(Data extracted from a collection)
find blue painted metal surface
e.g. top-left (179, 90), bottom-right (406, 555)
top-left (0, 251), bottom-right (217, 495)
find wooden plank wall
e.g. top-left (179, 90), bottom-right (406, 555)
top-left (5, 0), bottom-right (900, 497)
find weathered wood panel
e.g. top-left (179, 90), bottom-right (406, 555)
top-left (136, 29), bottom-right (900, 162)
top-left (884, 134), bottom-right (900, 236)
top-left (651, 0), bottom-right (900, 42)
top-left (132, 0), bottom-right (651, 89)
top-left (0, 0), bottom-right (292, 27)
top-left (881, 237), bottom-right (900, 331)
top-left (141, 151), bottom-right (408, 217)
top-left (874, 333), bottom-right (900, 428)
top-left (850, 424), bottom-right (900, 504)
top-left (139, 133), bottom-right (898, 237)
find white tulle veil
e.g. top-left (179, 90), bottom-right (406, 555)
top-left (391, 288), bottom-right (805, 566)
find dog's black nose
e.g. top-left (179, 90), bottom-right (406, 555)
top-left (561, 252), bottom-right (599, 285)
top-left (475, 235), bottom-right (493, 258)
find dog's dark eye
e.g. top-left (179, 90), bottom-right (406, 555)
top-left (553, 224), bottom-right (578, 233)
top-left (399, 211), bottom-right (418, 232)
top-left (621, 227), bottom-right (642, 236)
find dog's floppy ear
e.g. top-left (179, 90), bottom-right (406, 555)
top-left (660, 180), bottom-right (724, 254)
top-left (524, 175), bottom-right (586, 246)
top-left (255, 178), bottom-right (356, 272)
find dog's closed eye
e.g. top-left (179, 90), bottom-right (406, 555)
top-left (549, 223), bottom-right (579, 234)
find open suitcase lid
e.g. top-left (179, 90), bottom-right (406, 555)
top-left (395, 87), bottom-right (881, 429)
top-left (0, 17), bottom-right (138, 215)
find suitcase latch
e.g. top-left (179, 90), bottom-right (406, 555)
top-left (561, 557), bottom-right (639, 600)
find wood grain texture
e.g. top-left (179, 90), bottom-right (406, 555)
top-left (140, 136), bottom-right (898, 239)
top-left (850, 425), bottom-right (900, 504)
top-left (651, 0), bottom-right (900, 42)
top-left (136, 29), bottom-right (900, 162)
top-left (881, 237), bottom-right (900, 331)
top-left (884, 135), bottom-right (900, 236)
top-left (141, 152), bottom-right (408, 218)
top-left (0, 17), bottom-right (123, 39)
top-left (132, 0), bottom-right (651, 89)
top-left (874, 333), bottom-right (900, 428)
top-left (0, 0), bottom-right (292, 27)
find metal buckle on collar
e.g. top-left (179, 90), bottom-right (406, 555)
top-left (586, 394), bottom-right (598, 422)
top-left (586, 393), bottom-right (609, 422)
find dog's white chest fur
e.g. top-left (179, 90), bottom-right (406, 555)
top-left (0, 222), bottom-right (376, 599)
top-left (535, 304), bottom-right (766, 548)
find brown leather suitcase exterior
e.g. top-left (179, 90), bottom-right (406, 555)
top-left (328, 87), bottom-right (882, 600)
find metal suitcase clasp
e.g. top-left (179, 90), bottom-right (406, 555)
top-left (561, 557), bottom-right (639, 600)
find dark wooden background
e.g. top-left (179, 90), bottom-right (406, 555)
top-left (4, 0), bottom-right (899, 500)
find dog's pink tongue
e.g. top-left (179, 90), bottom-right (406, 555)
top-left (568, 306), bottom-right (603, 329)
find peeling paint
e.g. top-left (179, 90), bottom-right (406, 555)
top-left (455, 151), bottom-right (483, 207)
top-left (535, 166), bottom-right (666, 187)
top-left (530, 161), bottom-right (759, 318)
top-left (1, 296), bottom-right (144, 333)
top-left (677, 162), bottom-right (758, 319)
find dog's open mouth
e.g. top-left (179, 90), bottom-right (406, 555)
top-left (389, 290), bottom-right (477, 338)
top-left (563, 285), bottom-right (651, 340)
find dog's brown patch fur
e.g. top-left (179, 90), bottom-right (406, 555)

● **PROBLEM TO WORK ON**
Only the last part of the entries above is needed: please copy the line with "find dark wooden background" and each line after it exactly.

● **SOLUTION**
find dark wooden background
e.g. top-left (179, 90), bottom-right (406, 555)
top-left (4, 0), bottom-right (899, 500)
find dog's pink tongue
e.g. top-left (179, 90), bottom-right (406, 555)
top-left (568, 306), bottom-right (603, 329)
find peeling paint
e.g. top-left (179, 90), bottom-right (406, 555)
top-left (455, 151), bottom-right (483, 207)
top-left (535, 166), bottom-right (666, 187)
top-left (530, 161), bottom-right (759, 318)
top-left (1, 296), bottom-right (144, 333)
top-left (677, 162), bottom-right (758, 319)
find dog's open mouth
e.g. top-left (179, 90), bottom-right (406, 555)
top-left (389, 290), bottom-right (477, 338)
top-left (563, 285), bottom-right (651, 340)
find dog's brown patch fur
e.g. top-left (179, 90), bottom-right (406, 555)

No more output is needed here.